→ Supplied text
▶

Date of Report (Date of earliest event reported)     February 6, 1997      




                       RESORT INCOME INVESTORS, INC.
          ------------------------------------------------------
          (Exact name of registrant as specified in its charter)




     Delaware                    1-10084                 36-3593298        
- ------------------            -----------             ----------------
(State of or other            (Commission             (IRS Employer
jurisdiction of               File Number)             Identification
incorporation)                                         Number)



150 South Wacker Drive, Suite 2900, Chicago, Illinois          60606
- -----------------------------------------------------       ----------
(Address of principal executive offices)                    (Zip Code)



Registrant's telephone number, including area code       (312) 683-3323
                                                         --------------




- -------------------------------------------------------------
(Former name or former address, if changed since last report)





ITEM 5.     OTHER EVENTS.

      Capitalized terms not otherwise defined herein shall have the same
meaning as in the prospectus of Resort Income Investors, Inc. (the
"Company") dated October 24, 1988 (the "Prospectus").

      On February 6, 1997, the Company received approximately $1,784,000 of
the proceeds from the sale by public auction of an approximately 28-acre
site on the island of Sint Maarten in the Netherlands, Antilles (the "Sint
Maarten Property") which was owned by RCH Investments, L.L.C. (the "Sint
Maarten Borrower"), a Delaware limited liability company affiliated with
Christopher B. Hemmeter, the Company's former Chairman of the Board and
President.  The Sint Maarten Property was the collateral for the Company's
loan to the Sint Maarten Borrower in the original principal amount of
$12,900,000 (the "Sint Maarten Loan").  These proceeds will be used as a
first priority by the Company for its ongoing working capital needs.  The
Company took an additional reserve for the Sint Maarten Loan, as of
December 31, 1996, for $616,000 resulting in a current carrying value as of
such date for the Sint Maarten Loan of $1,784,000, the amount of the
proceeds received by the Company.  As a condition to this sale, the Company
released its liens against the Sint Maarten Property.  Thus, the Company no
longer maintains any interest in the Sint Maarten Property.  However, the
personal guaranty of Mr. Hemmeter remains in place, although the Company
attributes no value to this guaranty.

◀

→ Objective 1
Answer these questions from the filing:
(a) In which state is Resort Income Investors, Inc. incorporated?
(b) About how much did the Company receive on February 6, 1997 from the auction sale?
(c) What was the original principal amount of the Sint Maarten Loan?
The filing has no connection to the records that come after it.

→ Recorded data
▶

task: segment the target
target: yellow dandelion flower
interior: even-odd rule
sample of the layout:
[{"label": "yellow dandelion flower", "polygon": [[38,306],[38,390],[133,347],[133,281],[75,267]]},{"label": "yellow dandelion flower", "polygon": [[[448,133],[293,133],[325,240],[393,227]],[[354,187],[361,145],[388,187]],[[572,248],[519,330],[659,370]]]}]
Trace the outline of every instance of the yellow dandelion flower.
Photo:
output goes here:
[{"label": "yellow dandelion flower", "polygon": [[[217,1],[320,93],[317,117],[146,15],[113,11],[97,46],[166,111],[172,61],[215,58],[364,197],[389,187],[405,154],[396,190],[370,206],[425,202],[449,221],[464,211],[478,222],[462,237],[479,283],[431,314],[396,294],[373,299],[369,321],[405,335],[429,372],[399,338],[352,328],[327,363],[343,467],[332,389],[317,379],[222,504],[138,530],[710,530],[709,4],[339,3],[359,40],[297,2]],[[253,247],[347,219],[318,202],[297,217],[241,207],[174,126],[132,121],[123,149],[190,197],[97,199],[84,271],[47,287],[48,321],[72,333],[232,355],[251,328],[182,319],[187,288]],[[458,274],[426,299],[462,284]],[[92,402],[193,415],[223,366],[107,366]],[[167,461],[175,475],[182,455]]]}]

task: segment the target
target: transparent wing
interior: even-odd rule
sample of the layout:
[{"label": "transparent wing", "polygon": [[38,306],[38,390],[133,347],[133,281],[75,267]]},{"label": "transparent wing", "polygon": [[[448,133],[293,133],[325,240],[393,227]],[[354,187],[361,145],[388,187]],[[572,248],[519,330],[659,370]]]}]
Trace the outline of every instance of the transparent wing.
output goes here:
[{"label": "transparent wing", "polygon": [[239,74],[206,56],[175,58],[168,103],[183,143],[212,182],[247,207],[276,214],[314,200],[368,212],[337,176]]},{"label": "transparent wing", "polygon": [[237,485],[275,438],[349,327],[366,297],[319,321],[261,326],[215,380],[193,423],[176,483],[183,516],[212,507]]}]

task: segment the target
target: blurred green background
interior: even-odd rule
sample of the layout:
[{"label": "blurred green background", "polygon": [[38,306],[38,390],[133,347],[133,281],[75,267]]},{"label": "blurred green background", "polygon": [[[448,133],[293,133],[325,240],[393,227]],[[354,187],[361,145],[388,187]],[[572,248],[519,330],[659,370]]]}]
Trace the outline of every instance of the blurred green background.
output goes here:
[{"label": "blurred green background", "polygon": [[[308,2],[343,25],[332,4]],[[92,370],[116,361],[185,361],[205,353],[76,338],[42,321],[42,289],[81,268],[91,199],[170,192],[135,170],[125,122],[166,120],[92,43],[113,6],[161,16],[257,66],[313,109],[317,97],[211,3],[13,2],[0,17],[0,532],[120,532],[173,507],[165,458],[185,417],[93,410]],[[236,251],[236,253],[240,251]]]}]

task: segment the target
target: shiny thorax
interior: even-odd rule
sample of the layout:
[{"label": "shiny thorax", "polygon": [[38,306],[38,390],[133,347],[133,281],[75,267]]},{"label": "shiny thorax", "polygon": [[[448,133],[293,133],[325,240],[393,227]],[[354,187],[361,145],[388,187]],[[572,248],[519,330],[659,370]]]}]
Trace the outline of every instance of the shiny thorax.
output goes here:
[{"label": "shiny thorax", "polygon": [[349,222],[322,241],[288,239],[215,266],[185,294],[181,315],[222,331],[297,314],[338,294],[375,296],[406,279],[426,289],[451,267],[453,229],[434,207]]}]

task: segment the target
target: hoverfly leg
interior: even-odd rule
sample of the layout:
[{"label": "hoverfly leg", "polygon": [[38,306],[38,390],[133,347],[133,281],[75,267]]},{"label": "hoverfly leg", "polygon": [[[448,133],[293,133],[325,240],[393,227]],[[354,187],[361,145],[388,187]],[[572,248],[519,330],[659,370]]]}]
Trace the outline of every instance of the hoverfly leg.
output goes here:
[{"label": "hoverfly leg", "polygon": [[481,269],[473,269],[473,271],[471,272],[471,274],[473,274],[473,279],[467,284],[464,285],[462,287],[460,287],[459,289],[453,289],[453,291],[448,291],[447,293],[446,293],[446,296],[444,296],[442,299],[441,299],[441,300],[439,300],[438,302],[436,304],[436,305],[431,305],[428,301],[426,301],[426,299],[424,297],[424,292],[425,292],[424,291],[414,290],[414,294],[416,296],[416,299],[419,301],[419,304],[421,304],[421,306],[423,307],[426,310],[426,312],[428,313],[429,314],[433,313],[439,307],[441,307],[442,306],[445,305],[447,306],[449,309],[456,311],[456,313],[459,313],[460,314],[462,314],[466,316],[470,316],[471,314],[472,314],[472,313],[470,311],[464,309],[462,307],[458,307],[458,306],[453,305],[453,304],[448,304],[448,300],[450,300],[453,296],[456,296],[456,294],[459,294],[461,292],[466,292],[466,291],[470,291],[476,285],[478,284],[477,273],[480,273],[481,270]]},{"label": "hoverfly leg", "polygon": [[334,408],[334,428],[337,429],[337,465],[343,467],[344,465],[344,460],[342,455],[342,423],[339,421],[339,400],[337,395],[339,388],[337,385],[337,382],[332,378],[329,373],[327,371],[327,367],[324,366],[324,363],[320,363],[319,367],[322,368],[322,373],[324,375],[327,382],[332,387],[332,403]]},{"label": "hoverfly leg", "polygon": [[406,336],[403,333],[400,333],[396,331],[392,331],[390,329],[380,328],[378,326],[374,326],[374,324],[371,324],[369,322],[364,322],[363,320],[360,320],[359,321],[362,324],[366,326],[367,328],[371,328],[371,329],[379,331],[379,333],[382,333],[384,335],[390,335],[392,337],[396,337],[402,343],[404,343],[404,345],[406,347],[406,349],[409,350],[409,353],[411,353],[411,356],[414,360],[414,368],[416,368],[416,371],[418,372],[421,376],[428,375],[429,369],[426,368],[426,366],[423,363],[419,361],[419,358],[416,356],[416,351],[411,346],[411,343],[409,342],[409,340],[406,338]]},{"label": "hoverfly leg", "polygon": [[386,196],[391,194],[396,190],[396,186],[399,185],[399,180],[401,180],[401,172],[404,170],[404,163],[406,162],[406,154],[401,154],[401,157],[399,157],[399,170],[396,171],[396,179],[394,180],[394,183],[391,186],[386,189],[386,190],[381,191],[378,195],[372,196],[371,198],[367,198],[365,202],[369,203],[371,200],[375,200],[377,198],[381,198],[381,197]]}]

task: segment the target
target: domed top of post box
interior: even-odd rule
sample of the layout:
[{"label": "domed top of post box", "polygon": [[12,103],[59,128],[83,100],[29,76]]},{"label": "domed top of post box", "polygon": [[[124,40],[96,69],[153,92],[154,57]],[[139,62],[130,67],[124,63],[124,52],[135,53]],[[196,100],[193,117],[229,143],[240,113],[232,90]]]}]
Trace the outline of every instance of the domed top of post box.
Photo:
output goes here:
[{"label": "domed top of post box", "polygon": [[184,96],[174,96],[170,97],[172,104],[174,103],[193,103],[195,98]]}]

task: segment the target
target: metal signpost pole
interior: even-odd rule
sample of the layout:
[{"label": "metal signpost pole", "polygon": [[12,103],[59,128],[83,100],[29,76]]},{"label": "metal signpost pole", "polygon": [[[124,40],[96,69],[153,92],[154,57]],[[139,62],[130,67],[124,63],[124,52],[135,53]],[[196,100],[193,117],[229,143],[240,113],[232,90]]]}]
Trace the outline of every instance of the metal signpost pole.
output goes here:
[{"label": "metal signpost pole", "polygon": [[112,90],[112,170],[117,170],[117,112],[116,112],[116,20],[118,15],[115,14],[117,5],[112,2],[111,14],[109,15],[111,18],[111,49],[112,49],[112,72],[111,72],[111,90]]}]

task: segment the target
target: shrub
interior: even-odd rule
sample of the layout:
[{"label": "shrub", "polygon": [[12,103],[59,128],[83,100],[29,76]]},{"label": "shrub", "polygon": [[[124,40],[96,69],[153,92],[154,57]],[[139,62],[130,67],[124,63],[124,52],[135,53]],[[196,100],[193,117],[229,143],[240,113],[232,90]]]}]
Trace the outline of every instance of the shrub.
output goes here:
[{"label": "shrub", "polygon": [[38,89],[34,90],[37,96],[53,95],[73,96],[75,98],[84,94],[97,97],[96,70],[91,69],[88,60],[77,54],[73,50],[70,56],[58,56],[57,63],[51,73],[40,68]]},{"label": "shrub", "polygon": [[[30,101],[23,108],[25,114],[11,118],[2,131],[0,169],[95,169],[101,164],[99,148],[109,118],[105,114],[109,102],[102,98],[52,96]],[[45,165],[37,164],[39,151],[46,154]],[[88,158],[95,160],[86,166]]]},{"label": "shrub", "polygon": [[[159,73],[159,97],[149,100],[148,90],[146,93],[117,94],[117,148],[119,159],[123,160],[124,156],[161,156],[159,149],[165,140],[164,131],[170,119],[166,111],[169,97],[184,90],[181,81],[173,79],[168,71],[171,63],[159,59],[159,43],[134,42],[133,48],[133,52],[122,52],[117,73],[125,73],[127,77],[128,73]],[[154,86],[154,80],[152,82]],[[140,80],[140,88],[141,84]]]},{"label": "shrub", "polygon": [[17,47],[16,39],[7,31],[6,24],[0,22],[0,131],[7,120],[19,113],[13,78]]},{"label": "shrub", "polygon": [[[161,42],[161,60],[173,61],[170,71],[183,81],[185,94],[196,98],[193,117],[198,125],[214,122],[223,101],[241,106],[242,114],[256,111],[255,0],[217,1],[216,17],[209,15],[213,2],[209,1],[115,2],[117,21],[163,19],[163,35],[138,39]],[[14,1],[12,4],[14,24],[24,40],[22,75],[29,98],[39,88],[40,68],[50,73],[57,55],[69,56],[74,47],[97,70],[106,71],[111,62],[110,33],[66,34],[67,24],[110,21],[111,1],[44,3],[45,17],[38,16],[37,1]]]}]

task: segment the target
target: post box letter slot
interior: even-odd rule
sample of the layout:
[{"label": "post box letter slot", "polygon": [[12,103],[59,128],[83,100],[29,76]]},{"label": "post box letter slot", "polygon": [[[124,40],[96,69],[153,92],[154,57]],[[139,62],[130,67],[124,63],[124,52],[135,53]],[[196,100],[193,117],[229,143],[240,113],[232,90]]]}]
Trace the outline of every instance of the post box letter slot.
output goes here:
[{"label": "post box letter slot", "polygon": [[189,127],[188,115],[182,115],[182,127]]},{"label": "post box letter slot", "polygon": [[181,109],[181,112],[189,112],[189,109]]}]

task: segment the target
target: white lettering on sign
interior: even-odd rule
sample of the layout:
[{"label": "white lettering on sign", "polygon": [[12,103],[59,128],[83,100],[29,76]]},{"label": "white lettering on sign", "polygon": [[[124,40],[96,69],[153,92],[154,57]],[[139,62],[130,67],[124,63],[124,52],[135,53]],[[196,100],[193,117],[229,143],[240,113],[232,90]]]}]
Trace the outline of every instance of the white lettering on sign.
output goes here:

◀

→ Objective 2
Which lines of the records contain the string "signpost", matching case exactly? Pick out each of those lines and copy it in full.

→ Correct output 1
(a) Delaware
(b) Approximately $1,784,000
(c) $12,900,000

→ Correct output 2
target: metal signpost pole
[{"label": "metal signpost pole", "polygon": [[12,103],[59,128],[83,100],[29,76]]},{"label": "metal signpost pole", "polygon": [[[124,40],[96,69],[153,92],[154,57]],[[139,62],[130,67],[124,63],[124,52],[135,53]],[[196,100],[193,117],[229,143],[240,113],[232,90]]]}]
Trace the outline of every instance of the metal signpost pole.
[{"label": "metal signpost pole", "polygon": [[112,90],[112,170],[117,170],[117,112],[116,112],[116,20],[118,15],[115,14],[117,5],[112,2],[111,14],[109,15],[111,18],[111,49],[112,49],[112,72],[111,72],[111,90]]}]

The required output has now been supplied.